▶ [INSTRUCTIONS TO FOLLOW]:
Reproduce only the stretch of entries below that begins at the first line and ends at the line holding "Note: pick out the canopy".

════════════════

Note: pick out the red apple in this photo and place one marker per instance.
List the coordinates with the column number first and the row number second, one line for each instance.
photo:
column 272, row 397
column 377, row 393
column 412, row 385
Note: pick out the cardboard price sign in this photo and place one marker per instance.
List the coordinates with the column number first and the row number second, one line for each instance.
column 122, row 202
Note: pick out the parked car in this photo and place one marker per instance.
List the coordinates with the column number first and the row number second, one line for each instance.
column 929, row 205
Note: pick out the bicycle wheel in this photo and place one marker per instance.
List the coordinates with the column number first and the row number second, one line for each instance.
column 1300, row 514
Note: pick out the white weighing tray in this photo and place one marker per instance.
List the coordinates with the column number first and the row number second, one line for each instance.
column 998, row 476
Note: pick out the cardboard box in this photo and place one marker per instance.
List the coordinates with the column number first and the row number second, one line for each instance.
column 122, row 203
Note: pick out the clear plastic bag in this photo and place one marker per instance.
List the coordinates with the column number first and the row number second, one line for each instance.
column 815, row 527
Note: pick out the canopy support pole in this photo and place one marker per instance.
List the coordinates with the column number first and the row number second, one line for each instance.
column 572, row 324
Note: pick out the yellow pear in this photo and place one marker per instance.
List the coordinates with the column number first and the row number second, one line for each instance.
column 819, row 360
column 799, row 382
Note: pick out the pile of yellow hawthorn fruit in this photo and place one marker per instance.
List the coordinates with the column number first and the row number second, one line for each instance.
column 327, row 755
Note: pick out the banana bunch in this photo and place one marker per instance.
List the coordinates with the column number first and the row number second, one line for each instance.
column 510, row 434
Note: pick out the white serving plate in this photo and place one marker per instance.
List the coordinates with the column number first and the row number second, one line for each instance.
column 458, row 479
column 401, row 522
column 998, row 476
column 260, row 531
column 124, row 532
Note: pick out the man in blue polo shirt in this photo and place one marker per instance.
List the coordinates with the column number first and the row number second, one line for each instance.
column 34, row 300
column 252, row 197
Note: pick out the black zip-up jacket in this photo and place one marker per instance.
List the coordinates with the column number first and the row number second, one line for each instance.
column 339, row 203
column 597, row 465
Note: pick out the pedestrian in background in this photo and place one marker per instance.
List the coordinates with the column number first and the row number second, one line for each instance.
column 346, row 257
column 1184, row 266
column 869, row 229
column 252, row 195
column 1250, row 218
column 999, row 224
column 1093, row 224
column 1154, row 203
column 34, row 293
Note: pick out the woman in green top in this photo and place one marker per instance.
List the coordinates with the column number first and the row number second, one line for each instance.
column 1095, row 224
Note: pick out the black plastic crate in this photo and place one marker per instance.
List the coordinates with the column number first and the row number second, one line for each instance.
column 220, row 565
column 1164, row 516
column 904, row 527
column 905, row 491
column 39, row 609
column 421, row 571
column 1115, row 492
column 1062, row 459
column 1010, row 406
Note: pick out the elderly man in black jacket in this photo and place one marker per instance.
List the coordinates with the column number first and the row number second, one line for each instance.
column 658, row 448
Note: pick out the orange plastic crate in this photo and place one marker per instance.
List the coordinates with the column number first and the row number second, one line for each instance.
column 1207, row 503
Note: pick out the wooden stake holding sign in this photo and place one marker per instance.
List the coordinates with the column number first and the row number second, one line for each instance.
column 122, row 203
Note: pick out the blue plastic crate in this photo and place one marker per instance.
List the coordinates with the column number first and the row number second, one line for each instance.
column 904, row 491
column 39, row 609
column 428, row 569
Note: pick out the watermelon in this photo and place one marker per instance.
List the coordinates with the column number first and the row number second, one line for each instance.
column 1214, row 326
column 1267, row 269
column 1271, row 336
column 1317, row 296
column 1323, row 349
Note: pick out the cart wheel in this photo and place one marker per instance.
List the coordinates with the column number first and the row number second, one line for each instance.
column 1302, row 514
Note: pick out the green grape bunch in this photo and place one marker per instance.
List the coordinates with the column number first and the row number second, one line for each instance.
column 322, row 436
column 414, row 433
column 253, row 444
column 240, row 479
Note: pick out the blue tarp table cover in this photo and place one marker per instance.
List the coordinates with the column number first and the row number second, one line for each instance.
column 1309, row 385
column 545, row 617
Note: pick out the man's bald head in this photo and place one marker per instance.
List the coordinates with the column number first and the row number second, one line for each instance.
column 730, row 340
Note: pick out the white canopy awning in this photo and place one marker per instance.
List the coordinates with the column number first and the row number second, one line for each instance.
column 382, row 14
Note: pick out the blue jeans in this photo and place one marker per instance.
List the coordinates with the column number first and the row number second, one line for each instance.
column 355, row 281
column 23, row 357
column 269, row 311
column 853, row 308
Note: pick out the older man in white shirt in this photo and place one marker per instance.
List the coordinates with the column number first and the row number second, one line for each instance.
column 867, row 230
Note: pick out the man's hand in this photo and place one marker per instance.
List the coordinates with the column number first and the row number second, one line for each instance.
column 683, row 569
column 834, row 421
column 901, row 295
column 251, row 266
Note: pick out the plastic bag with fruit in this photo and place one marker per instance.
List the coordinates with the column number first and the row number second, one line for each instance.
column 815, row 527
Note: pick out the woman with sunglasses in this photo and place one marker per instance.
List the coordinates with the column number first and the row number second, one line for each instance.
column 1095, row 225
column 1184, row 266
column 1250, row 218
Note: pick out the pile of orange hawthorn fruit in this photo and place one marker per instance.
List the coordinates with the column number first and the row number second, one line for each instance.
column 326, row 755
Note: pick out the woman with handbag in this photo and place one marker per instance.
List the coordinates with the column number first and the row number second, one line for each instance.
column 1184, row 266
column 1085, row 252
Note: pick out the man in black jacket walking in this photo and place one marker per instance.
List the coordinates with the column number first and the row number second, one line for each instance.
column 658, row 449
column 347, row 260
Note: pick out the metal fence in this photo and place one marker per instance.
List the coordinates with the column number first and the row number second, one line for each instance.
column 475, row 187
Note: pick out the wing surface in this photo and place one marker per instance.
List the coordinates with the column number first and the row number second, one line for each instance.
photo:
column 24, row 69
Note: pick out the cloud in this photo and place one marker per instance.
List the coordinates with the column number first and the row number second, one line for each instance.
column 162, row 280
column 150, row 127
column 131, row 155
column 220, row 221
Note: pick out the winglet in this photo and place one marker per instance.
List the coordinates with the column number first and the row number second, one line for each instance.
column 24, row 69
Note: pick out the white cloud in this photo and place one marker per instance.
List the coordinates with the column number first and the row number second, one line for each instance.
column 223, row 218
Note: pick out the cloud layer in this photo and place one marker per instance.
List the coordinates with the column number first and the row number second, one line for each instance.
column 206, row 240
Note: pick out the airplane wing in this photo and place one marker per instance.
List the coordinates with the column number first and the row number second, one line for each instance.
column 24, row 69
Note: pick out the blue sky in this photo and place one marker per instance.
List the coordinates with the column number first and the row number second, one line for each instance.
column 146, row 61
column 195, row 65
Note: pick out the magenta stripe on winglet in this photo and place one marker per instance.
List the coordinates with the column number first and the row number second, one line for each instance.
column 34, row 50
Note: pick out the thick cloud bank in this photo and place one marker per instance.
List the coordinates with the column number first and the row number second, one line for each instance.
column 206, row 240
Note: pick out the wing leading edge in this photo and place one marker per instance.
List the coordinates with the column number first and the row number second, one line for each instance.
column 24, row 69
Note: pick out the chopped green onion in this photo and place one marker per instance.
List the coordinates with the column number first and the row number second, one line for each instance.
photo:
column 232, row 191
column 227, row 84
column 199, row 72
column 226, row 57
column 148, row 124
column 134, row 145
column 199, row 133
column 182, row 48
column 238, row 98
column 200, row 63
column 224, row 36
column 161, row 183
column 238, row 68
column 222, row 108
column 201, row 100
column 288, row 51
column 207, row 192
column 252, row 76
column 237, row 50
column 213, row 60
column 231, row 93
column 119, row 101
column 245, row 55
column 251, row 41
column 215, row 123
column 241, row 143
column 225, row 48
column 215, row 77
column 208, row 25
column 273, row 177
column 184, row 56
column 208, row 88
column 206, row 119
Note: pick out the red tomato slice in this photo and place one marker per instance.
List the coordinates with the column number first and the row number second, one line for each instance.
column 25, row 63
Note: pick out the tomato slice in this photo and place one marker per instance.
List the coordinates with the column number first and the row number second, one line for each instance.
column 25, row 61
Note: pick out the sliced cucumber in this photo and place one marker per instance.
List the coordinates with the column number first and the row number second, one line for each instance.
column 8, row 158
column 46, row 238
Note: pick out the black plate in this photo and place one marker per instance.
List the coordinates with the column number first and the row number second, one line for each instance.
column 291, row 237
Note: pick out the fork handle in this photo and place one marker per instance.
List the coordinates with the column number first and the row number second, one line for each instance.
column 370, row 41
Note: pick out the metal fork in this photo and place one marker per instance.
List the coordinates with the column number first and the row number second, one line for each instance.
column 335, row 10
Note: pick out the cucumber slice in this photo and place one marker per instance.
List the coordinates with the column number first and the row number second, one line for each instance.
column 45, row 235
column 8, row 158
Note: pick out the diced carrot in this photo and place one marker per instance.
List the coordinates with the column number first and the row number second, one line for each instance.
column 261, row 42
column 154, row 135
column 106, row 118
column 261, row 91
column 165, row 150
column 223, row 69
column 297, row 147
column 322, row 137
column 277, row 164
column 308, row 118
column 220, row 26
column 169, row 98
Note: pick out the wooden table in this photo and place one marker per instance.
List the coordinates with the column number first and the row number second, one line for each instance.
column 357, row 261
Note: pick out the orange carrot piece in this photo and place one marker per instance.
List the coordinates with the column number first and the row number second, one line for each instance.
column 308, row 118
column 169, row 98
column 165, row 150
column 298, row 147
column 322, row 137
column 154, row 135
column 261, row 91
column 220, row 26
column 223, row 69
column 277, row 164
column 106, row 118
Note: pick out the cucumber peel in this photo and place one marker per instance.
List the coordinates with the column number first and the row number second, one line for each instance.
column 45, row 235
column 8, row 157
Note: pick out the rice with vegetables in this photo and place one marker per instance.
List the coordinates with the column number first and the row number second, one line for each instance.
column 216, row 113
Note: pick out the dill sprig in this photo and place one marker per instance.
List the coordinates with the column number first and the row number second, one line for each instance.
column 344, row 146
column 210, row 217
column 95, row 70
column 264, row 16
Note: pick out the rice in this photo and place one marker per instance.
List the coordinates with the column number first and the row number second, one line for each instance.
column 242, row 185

════════════════

▶ [OUTPUT OF THE TASK]:
Note: pick out the red apple in this photo and place one marker per instance.
List the coordinates with the column number first and the row number second, one line for each instance.
photo:
column 272, row 397
column 377, row 393
column 412, row 385
Note: pick out the cardboard price sign in this photo and place one marker per instance.
List the coordinates with the column number first and the row number second, one line for each instance.
column 122, row 202
Note: pick out the parked car in this photo and place one marker per instance.
List the coordinates with the column number first and the row number second, one line for each instance.
column 929, row 205
Note: pick out the bicycle wheel in this photo and place one marker per instance.
List the coordinates with the column number first and the row number second, one line for each instance.
column 1300, row 514
Note: pick out the white weighing tray in this photo and place one marker per instance.
List the coordinates with the column number first and the row number second, one line for each instance.
column 998, row 476
Note: pick out the cardboard box in this photo and place one marker per instance.
List the coordinates with the column number first and the row number second, one line for each instance.
column 122, row 203
Note: pick out the clear plastic bag in this photo and place one marker per instance.
List the coordinates with the column number first and the row number second, one line for each instance.
column 815, row 527
Note: pick out the canopy support pole in this photo and place one marker per instance.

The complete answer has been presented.